--- BEGIN ---
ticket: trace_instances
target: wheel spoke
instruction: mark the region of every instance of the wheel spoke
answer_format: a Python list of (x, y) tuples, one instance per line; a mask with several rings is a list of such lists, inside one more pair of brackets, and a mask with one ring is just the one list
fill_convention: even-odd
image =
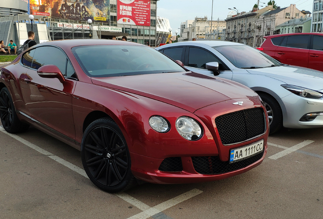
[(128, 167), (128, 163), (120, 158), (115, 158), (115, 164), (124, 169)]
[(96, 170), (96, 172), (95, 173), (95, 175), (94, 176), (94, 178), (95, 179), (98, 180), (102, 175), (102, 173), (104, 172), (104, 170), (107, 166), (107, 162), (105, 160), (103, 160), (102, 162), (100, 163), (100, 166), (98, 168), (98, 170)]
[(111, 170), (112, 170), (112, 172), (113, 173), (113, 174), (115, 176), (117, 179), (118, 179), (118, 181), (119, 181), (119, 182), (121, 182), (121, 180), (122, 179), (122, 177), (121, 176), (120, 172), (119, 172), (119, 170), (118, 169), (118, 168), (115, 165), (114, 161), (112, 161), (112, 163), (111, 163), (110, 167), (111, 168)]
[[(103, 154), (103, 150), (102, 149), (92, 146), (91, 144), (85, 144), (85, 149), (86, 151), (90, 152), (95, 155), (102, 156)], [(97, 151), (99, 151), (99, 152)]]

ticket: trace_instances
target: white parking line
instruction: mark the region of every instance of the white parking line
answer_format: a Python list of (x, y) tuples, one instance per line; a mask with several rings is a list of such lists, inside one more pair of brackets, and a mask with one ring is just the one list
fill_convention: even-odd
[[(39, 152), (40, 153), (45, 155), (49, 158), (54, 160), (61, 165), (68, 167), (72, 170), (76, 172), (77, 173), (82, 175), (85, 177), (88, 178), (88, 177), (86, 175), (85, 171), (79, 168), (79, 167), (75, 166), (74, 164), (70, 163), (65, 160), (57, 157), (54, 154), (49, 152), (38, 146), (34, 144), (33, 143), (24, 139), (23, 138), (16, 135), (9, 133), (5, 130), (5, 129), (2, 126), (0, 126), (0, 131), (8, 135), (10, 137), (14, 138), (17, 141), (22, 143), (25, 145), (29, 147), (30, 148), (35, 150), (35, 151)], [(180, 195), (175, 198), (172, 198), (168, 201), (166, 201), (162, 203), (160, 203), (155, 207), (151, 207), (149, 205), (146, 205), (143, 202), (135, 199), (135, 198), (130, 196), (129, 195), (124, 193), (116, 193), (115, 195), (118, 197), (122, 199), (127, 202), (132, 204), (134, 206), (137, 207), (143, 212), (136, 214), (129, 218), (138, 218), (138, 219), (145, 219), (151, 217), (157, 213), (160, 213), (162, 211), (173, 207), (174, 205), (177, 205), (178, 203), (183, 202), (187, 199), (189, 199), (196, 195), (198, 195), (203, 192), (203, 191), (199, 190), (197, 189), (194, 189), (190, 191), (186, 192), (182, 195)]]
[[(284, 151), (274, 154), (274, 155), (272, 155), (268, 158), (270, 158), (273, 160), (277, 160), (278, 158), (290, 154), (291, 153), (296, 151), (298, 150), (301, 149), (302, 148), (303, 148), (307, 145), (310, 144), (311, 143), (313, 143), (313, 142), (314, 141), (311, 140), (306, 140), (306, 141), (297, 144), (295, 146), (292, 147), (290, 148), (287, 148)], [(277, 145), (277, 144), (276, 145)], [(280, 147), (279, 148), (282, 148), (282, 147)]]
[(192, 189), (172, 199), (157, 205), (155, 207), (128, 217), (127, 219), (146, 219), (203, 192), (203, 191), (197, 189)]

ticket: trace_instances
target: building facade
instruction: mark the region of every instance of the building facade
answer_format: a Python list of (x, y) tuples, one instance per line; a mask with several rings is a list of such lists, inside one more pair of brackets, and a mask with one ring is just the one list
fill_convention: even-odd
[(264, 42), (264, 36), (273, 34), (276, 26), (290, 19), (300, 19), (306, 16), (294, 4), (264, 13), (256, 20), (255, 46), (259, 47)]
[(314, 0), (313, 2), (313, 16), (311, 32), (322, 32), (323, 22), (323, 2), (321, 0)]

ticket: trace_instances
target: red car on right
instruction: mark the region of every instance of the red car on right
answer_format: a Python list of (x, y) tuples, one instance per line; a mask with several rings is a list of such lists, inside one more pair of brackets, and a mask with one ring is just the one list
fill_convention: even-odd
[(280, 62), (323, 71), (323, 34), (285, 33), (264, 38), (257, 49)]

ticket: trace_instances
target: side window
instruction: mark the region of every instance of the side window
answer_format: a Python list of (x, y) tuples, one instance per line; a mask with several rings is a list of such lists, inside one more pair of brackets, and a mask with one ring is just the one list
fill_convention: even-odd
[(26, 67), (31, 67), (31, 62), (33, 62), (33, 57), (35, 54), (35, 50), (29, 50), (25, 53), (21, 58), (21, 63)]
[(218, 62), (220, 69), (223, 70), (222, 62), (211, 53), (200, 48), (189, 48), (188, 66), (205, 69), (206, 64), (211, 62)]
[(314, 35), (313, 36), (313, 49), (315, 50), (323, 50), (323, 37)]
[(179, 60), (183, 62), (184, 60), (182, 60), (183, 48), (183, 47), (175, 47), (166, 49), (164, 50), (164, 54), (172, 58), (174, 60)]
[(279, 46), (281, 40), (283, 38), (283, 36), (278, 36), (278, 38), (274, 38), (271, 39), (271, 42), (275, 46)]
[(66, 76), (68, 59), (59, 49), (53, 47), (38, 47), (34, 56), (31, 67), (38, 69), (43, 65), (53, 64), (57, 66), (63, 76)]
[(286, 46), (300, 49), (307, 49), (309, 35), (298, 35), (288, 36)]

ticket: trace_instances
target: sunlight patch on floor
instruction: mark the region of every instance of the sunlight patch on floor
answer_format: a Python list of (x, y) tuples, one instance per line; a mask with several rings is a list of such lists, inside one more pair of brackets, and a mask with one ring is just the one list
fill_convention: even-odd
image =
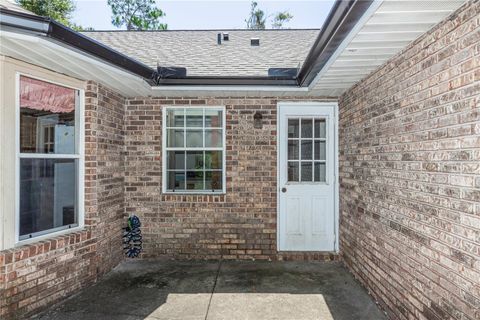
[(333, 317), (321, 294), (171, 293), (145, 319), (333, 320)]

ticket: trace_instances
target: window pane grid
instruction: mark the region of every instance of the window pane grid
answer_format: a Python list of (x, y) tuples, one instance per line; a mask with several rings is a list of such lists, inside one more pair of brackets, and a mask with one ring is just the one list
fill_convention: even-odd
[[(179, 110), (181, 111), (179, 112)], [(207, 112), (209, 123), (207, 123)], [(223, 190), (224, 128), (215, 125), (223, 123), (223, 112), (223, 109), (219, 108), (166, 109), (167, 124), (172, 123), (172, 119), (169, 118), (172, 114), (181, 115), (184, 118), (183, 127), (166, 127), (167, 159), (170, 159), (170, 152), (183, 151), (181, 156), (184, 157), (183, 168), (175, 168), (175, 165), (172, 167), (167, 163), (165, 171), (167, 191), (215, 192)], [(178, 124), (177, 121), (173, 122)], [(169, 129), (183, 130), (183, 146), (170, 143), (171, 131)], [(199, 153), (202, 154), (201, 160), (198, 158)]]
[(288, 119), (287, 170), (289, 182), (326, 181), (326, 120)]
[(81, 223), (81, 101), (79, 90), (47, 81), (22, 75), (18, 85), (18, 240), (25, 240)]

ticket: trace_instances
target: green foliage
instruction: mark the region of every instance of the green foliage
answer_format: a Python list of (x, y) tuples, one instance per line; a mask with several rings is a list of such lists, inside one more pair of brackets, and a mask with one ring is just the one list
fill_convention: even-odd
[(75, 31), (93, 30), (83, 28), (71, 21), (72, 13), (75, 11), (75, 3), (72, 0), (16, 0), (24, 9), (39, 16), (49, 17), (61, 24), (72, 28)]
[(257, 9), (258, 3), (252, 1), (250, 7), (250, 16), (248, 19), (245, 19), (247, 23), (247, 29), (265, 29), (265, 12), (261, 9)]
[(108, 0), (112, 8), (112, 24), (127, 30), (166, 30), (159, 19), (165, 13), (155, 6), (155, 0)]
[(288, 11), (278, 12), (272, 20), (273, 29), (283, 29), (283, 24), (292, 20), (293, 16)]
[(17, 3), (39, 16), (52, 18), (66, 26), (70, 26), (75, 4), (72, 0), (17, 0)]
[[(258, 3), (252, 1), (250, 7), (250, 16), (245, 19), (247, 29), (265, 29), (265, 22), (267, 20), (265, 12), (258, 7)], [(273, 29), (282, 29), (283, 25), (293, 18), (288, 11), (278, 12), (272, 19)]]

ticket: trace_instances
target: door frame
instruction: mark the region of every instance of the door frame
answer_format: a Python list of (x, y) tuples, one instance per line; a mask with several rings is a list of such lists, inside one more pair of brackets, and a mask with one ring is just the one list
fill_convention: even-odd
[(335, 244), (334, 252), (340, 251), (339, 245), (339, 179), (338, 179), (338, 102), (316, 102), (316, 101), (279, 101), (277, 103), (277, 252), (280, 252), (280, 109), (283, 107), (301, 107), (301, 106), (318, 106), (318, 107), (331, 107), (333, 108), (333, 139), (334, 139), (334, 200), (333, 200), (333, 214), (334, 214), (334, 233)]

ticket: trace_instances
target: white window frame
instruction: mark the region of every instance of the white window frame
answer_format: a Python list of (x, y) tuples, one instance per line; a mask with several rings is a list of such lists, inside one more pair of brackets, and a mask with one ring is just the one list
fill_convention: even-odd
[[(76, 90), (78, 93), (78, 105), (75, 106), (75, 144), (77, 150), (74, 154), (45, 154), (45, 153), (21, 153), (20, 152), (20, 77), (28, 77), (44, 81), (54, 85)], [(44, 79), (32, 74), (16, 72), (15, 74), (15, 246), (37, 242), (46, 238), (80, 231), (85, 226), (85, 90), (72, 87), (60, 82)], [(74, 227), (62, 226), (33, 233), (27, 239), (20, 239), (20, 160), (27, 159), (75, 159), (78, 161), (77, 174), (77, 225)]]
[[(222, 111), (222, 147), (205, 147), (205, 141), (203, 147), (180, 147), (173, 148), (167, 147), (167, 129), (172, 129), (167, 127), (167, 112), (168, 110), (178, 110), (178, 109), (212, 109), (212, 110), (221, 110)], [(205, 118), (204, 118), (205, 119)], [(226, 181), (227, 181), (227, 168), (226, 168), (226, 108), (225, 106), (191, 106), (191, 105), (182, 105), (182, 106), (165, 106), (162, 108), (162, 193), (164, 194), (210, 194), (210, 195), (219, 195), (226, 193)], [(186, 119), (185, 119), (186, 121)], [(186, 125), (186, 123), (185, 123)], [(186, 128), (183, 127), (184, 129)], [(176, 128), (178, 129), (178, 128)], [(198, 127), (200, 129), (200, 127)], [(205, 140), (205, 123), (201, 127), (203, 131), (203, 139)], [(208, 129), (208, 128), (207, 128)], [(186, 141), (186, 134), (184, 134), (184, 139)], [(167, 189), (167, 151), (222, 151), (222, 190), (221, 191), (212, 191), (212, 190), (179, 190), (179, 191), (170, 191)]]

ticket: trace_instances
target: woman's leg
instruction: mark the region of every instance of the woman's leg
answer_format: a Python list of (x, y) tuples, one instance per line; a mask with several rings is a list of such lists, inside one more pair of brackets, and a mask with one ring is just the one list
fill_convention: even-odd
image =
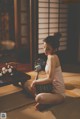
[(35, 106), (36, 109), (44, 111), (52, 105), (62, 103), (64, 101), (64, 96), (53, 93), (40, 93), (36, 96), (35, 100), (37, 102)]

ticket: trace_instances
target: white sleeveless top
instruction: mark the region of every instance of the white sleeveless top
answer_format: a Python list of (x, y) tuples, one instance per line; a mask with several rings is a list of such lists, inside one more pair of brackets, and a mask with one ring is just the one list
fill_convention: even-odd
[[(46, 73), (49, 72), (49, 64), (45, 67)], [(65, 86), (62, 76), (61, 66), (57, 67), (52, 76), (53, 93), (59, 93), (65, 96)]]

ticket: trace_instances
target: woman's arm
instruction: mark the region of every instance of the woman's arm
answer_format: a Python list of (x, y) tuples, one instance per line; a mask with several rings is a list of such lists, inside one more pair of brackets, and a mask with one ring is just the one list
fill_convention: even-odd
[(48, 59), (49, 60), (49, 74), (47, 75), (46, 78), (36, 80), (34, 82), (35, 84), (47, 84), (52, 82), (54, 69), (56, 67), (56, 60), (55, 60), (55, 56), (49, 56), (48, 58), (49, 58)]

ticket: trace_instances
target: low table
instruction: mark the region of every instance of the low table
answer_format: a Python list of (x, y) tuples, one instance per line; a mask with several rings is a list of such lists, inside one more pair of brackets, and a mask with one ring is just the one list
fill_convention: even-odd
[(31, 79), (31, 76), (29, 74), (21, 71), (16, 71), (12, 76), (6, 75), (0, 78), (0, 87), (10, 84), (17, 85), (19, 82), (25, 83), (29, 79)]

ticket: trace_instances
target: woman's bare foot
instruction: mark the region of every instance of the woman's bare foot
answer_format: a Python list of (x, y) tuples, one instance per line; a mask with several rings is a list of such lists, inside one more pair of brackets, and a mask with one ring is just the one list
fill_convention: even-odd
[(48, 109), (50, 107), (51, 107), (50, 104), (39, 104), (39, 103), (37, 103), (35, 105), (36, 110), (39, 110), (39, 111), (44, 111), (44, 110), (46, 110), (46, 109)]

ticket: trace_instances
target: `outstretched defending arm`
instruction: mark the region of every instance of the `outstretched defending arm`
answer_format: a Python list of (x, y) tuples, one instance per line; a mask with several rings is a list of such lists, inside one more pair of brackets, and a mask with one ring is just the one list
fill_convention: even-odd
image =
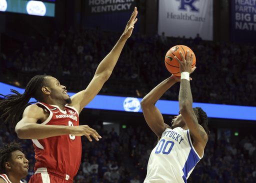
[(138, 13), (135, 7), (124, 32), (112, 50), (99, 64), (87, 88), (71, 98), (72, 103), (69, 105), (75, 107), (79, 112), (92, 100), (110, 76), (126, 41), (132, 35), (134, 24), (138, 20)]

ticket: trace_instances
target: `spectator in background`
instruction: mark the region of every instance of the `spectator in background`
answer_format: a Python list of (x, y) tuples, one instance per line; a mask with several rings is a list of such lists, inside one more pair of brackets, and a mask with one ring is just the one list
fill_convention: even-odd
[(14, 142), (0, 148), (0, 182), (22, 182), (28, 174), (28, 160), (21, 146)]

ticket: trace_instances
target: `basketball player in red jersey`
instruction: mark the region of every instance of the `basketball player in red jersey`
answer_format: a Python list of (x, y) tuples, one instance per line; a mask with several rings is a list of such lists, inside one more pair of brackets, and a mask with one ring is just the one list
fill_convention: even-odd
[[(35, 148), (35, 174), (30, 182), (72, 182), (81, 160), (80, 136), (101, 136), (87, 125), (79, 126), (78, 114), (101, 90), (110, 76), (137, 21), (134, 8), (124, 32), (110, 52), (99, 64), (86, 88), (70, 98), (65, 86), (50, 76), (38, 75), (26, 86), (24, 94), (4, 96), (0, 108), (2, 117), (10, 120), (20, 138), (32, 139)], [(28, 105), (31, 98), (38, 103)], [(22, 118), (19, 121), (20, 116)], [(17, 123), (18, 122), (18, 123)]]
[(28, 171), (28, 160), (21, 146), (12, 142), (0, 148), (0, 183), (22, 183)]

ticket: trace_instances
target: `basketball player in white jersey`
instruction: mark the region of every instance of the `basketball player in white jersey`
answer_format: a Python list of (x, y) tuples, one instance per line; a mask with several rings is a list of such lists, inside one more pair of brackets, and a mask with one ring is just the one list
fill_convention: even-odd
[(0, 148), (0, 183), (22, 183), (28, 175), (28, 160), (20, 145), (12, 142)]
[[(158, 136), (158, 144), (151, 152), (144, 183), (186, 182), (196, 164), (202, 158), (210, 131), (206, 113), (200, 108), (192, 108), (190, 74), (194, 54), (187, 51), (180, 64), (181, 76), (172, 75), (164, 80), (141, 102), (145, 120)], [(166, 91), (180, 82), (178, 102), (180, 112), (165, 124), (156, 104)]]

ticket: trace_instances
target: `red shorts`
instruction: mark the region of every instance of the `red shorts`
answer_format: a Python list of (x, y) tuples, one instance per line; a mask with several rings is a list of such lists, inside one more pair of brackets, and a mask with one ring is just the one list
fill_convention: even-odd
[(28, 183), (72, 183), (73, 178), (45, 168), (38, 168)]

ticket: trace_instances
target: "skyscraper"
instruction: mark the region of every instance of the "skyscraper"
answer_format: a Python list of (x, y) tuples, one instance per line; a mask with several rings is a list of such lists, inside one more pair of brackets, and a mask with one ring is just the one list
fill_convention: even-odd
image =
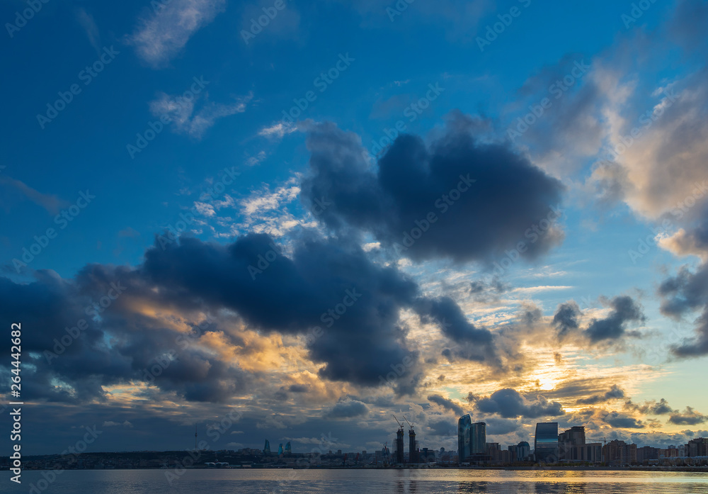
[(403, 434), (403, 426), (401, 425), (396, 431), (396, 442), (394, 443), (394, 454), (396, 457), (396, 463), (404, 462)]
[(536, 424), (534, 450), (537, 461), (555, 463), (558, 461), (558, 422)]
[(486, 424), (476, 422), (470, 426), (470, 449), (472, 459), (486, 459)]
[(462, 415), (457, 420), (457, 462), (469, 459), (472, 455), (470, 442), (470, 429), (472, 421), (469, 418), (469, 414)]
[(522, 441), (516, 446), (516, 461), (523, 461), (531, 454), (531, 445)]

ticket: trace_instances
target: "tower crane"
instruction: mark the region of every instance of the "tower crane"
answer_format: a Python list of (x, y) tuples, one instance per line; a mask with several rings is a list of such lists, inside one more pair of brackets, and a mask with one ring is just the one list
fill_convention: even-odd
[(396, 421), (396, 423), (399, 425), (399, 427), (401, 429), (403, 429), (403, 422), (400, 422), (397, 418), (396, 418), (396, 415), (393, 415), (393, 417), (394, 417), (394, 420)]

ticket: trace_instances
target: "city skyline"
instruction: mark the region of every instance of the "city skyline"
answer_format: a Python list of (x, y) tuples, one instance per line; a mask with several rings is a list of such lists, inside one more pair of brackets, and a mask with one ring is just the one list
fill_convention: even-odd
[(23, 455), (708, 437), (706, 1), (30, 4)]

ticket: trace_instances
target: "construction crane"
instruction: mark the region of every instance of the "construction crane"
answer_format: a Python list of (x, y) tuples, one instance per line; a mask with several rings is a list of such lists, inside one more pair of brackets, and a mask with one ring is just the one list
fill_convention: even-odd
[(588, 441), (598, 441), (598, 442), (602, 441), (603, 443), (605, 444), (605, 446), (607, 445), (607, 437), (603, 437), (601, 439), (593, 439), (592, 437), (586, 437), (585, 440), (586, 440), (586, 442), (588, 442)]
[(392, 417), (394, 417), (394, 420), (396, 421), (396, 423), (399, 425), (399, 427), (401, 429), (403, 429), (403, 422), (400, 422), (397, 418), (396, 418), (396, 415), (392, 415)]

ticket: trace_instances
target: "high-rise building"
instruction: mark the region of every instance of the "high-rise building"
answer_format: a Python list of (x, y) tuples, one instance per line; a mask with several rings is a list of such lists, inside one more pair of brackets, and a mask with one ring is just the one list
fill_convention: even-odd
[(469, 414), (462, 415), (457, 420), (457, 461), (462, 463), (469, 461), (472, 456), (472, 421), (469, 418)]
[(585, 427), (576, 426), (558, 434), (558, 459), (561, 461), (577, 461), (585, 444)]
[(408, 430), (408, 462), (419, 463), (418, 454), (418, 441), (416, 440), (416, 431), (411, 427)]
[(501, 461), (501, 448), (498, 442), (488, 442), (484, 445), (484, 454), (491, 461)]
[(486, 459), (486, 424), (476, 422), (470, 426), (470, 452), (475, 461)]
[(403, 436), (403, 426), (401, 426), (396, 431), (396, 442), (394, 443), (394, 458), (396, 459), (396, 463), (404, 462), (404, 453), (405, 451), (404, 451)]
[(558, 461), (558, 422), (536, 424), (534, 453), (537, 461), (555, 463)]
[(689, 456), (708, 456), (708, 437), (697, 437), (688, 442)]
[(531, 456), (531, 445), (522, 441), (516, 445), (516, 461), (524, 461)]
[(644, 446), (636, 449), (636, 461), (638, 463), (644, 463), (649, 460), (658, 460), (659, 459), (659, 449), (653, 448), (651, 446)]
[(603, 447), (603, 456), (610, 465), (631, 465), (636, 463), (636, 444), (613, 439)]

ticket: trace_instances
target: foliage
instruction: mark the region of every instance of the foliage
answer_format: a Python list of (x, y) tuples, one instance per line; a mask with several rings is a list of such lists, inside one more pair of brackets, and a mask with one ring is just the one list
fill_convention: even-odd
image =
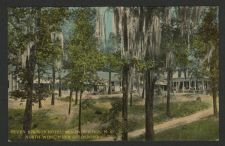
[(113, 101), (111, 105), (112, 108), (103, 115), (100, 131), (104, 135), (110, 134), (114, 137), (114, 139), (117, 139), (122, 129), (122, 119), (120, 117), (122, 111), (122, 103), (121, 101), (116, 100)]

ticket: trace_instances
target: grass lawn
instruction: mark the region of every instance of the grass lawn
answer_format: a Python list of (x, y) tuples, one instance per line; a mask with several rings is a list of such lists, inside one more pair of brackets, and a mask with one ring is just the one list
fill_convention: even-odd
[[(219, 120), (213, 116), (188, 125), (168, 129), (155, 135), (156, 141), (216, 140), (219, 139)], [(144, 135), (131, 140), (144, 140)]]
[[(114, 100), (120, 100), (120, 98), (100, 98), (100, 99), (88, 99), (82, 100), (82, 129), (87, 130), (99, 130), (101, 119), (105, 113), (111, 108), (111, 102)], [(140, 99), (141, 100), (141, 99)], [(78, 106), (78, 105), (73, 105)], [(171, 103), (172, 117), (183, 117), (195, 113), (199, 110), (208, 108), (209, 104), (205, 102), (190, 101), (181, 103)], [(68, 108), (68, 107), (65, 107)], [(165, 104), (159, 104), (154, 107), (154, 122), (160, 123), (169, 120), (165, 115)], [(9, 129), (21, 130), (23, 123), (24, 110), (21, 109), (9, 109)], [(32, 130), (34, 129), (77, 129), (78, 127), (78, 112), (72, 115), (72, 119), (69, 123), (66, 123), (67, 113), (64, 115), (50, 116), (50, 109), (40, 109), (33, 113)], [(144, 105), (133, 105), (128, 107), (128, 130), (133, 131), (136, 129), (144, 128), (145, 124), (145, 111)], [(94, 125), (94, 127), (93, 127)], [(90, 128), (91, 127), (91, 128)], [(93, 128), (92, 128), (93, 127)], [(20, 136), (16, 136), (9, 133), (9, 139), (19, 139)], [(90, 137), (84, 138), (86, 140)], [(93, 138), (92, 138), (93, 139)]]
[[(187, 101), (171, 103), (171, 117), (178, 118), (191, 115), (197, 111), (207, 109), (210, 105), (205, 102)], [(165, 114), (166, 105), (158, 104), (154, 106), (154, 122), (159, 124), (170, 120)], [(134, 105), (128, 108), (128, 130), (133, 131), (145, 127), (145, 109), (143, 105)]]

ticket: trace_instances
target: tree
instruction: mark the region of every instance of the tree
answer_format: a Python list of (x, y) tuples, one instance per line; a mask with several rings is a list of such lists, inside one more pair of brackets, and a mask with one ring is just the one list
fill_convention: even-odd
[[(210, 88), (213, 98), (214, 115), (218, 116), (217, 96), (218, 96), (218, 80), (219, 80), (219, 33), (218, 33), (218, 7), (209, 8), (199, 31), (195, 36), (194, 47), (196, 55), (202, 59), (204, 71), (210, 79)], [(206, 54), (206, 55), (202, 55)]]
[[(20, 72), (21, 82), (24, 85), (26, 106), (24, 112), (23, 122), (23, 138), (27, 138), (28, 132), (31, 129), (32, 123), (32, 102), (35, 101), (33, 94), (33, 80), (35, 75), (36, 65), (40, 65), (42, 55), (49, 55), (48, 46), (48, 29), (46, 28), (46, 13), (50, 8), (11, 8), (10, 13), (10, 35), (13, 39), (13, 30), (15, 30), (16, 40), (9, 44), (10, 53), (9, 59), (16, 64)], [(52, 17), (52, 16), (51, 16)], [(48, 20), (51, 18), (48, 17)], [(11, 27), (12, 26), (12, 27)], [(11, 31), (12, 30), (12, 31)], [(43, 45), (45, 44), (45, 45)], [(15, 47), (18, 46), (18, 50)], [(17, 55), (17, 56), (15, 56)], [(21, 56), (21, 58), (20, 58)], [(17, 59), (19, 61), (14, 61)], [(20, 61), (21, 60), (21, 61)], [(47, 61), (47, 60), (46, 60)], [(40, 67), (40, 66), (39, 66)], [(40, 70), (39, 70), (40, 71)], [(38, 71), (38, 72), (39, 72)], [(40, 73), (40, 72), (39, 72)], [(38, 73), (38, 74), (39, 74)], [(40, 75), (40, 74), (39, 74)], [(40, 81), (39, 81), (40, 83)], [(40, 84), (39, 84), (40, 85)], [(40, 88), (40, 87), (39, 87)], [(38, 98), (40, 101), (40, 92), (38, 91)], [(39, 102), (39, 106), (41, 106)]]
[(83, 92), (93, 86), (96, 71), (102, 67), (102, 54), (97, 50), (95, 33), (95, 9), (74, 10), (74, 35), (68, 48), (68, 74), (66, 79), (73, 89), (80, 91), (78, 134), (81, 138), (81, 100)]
--- END ---
Please extract each line in the listing above that contains the word "tree".

target: tree
instruction: mark the region of every instance of the tree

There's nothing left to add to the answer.